Yet there isn't much use in capturing volumetric video if you are just going to look at it on a plain old 2D screen. While interim solutions will be available that use head tracking to allow you to experience simulated motion parallax to look around volumetric 3D on 2D screens, the driving reason to develop this type of content will result from the availability of true volumetric 3D displays that mature from techniques documented in Chapter 9. As more compelling voxel-based video content and services are created, along with games and professional 3D applications, volumetric displays will break through a whole new era of entertainment and spatial computing. As recently demonstrated by Microsoft Research's work with a touch interface for both a true 360 degree volumetric 3D display called Vermeer (http://research.microsoft.com/en-us/projects/vermeer/ ) and a their Holodesk (http://research.microsoft.com/apps/video/default.aspx?id=154571 ), which relies on head tracking, interacting with touchable imagery that occupies real 3D space opens up a realm of opportunities that were previously considered science fiction.

## Given request A
Report every line of the records that contains the word "face".
## Given request B
Pick up the passage on volumetric video and displays after its last sentence and continue it.

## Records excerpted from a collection
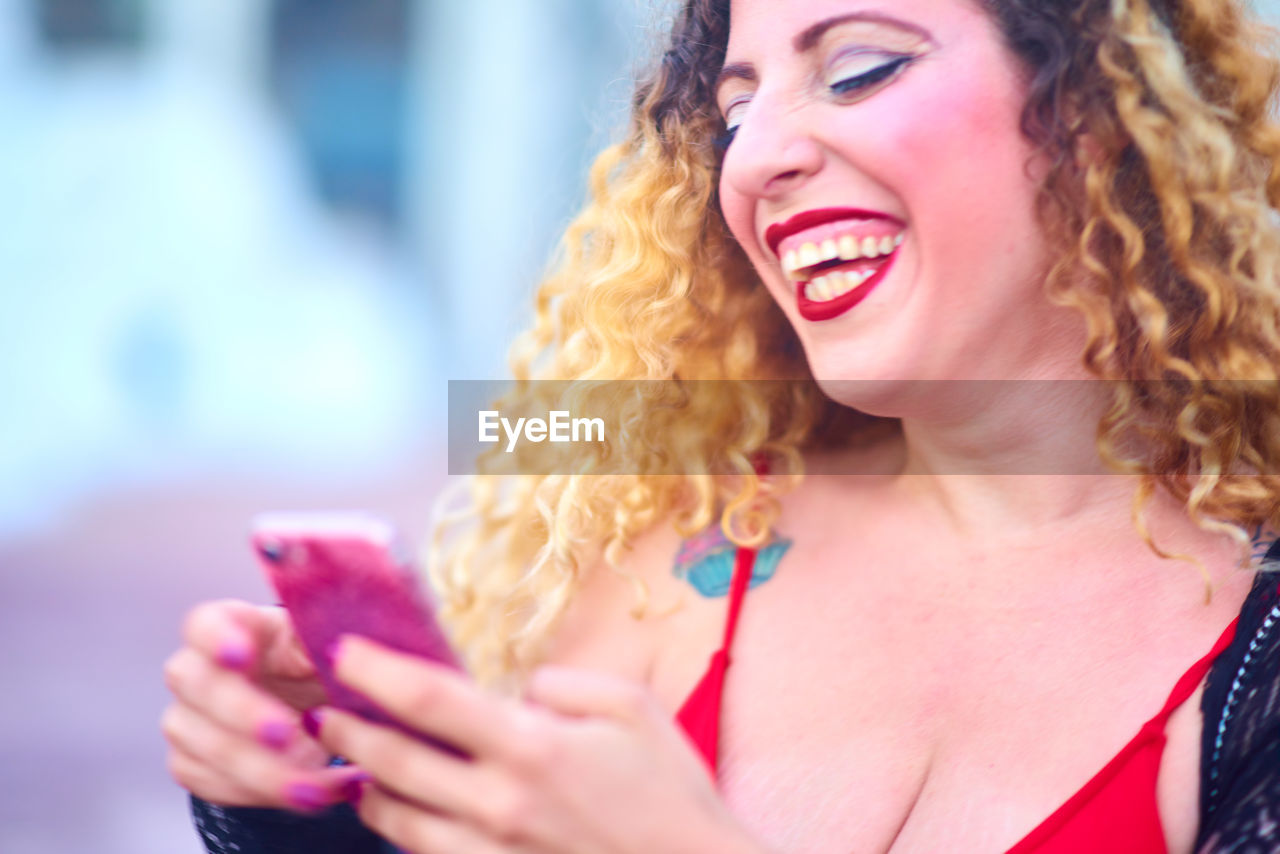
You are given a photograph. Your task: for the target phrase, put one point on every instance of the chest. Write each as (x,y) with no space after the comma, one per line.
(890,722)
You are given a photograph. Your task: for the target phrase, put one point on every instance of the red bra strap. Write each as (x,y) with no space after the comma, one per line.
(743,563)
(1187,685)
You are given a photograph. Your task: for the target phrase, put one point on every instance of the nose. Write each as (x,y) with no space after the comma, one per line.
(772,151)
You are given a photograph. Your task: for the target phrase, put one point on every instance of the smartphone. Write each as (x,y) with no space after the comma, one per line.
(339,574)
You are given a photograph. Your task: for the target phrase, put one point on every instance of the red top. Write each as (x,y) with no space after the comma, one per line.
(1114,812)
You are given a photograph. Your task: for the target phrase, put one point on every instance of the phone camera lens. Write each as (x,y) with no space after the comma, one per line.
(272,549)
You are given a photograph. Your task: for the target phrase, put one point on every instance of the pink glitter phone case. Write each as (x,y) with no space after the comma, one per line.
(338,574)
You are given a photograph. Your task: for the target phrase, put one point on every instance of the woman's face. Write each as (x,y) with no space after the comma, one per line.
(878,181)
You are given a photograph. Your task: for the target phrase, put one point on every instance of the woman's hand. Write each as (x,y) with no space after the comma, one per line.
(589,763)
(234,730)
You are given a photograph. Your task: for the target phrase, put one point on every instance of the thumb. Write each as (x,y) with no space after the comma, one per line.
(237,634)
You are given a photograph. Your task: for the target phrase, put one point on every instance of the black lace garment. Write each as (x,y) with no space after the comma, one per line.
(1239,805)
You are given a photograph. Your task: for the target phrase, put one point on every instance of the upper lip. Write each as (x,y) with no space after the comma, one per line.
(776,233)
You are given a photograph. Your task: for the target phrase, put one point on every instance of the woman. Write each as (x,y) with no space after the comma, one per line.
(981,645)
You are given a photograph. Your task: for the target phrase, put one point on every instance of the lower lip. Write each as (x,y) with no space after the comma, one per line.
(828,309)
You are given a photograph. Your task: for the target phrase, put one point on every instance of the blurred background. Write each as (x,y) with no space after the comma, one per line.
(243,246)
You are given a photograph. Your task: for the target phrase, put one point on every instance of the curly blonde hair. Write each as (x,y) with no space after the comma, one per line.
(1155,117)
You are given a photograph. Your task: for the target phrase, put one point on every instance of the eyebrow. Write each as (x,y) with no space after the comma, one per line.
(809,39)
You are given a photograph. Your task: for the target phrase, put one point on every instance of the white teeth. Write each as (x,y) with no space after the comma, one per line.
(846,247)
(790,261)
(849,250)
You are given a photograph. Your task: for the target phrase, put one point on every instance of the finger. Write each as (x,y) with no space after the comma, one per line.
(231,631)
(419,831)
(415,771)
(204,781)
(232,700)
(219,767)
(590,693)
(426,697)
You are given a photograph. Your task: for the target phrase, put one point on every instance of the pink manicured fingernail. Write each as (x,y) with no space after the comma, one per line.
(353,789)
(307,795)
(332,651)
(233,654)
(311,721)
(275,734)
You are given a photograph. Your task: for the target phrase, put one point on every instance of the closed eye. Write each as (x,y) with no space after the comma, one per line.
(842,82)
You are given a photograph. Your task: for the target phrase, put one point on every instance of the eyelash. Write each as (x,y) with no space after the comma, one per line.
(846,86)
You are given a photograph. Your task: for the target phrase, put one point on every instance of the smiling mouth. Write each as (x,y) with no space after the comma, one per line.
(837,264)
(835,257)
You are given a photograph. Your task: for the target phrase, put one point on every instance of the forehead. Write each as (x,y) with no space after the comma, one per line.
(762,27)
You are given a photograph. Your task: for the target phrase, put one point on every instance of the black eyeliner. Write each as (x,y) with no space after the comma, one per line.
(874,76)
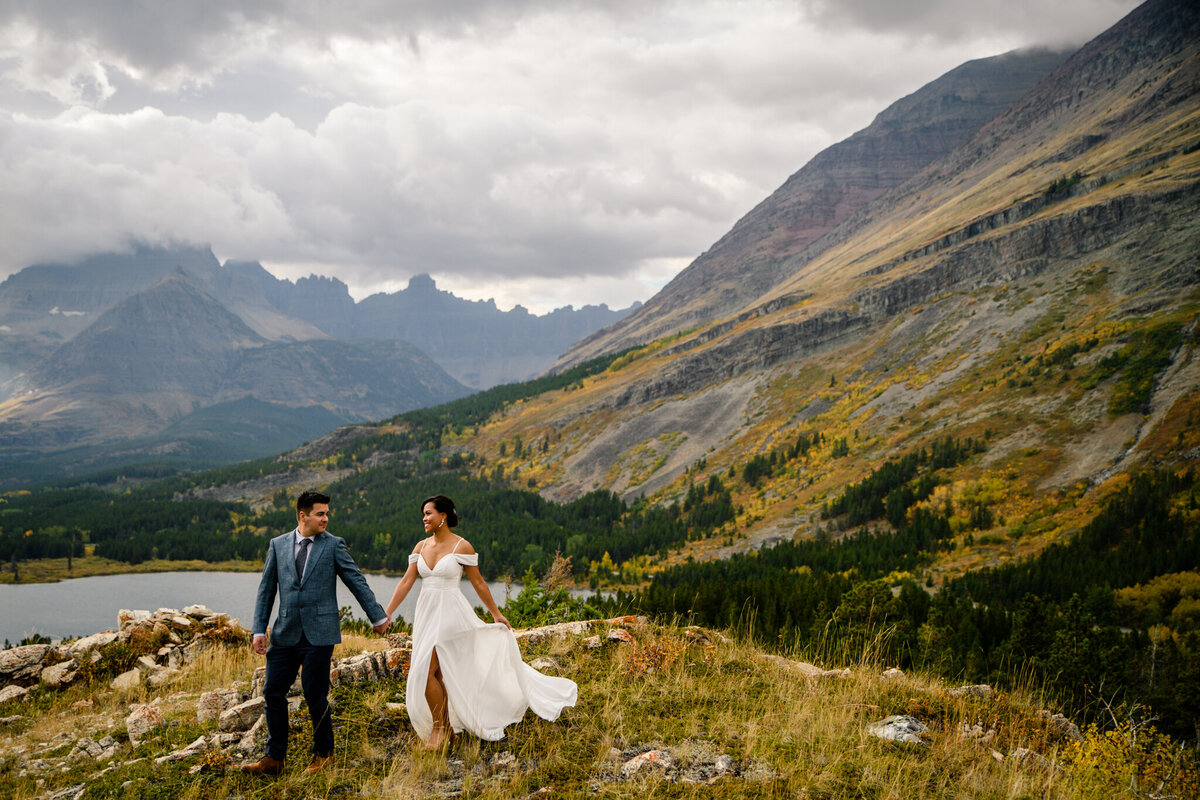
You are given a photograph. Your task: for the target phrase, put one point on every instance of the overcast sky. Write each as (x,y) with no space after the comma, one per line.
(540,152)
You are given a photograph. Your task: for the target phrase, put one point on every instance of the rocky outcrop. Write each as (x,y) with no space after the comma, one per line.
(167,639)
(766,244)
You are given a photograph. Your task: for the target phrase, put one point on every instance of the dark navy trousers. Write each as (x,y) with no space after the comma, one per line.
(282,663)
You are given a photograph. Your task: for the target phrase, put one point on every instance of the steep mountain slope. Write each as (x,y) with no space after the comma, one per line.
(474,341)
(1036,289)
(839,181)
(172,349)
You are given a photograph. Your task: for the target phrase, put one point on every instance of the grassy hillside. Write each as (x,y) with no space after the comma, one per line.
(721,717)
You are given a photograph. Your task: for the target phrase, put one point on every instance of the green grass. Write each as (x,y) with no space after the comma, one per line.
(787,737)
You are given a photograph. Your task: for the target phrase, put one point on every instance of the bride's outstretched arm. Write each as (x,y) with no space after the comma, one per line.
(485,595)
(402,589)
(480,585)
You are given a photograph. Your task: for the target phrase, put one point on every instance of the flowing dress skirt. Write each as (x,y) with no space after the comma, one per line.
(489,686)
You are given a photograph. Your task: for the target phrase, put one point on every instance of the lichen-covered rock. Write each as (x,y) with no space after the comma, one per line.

==

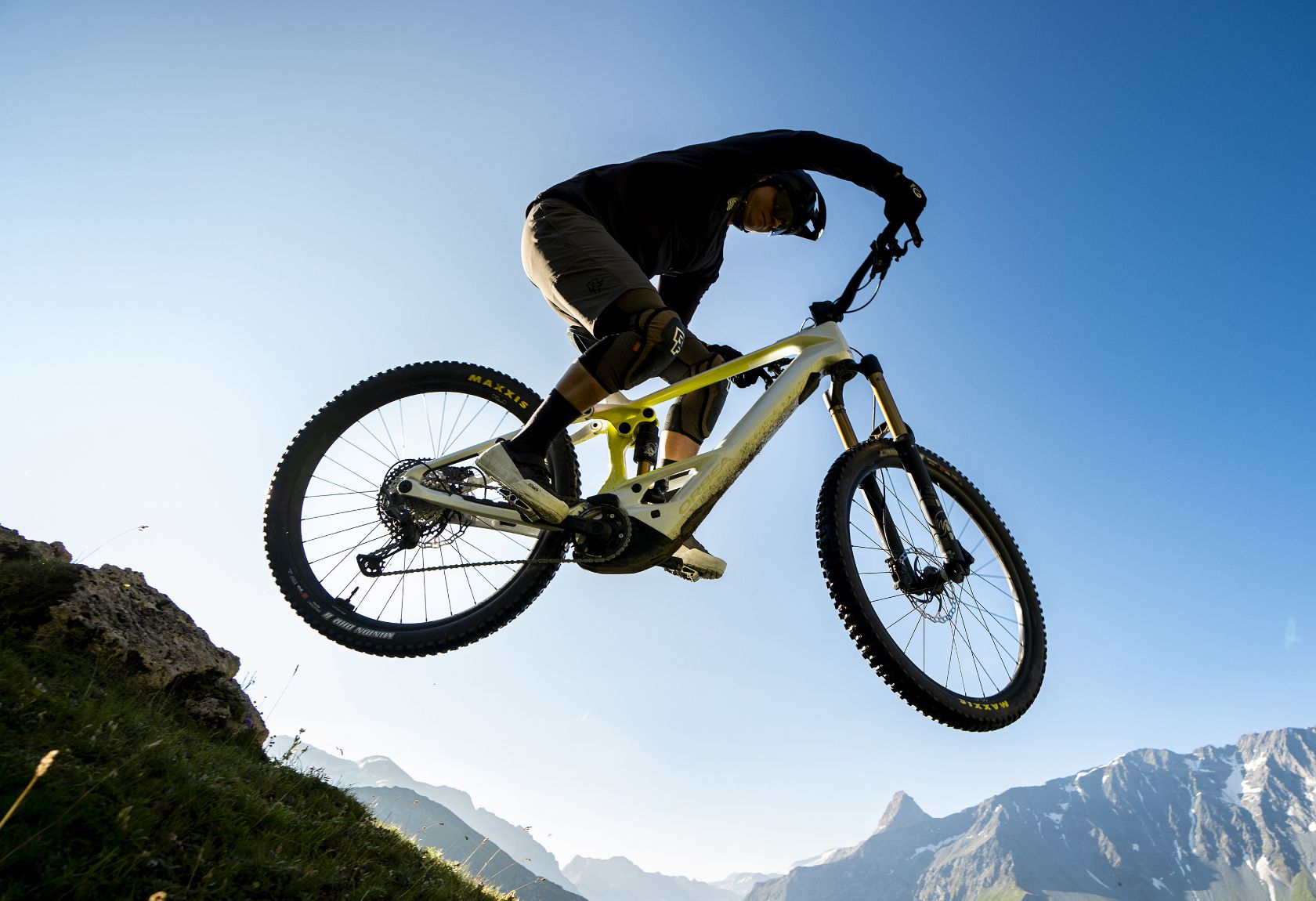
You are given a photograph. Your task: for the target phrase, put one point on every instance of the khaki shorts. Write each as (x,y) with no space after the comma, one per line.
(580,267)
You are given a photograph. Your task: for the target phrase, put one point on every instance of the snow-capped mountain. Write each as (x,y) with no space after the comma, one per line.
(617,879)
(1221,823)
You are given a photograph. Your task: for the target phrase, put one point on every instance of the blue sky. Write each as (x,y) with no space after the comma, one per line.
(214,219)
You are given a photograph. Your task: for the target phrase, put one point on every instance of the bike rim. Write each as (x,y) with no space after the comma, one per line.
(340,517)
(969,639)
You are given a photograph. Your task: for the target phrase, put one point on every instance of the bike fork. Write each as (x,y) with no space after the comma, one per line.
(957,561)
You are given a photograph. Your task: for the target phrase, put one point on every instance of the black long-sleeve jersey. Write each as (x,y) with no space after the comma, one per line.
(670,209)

---

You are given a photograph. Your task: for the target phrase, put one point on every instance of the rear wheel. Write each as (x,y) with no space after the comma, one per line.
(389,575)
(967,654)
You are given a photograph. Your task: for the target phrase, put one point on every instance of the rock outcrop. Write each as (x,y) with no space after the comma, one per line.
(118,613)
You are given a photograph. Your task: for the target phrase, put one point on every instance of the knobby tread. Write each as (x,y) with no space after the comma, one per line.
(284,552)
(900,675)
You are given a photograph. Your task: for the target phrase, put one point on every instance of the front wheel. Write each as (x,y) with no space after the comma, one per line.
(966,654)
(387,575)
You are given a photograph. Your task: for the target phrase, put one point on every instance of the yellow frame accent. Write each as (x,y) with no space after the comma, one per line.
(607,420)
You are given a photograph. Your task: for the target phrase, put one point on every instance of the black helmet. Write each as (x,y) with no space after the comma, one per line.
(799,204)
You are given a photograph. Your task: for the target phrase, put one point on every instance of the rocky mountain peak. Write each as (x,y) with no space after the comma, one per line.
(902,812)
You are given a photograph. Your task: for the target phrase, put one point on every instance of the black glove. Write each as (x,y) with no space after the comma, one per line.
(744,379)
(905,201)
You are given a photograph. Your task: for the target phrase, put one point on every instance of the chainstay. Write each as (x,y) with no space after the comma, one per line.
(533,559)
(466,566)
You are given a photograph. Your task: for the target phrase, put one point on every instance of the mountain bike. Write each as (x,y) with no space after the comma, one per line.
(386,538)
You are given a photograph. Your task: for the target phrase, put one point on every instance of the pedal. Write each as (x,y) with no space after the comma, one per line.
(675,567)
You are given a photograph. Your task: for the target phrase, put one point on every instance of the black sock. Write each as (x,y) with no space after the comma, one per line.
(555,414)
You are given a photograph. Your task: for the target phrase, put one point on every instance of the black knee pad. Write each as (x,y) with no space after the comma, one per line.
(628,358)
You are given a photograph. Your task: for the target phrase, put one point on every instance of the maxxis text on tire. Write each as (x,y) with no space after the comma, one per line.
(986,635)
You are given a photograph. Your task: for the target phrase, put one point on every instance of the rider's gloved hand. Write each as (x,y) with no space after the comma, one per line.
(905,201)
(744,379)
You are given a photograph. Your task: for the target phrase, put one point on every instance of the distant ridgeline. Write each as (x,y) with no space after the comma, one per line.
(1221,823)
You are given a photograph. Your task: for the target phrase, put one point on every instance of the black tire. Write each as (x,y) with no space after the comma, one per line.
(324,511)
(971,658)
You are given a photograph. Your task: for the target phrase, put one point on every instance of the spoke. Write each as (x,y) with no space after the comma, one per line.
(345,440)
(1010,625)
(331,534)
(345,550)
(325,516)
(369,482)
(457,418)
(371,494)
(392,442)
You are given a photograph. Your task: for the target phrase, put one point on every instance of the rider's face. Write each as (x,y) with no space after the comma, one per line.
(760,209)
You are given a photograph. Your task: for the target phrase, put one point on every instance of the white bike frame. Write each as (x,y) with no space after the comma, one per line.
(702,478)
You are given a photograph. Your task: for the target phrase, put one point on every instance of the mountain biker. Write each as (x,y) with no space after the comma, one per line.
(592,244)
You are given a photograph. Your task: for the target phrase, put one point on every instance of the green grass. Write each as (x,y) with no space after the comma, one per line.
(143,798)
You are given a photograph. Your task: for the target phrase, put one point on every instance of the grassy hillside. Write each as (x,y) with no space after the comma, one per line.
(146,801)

## Result A
You are given a photograph. Your task: for the target phrase, put one point on every instance of the woman's face. Write each as (x,y) with no space after the comma, one per line.
You are given a photograph. Your task: for the target phrase, put one point on every instance of the rider's face. Write each as (x,y) with no space after the comma, one per line.

## Result B
What kind of content and applications will consumers desire when the ability to reach out and touch volumetric video displays is priced within reach? We'll soon find out and that's where I'll be going from here. Join the volumetric age by getting involved in the community at volumetric.org and by following updates to this book at meetthekinect.com .

--Sean Kean

Phoenix Perry

Sages of the future often look foolish in hindsight. Frequently, they overstate the speed of immediate developments and underestimate the huge changes coming in the long term. That said, I am writing this prediction on the day of the death of Steve Jobs. The era of mouse-based computing has come to a close. The doors of Apple stores across America are covered in candles and the playing field for the future of computing is wide open. Gesture based computing is the future of interface design. This revolution has been developing for 20 years and the time for it is finally here. Visual recognition systems, touch screens, gesture based interfaces and voice control will be combined to replace remotes and mice over the next 5 years, particularly in casual computing experiences. User experiences will become more organic and biocentric. The wave of natural interfaces is the next big boom coming in design technology.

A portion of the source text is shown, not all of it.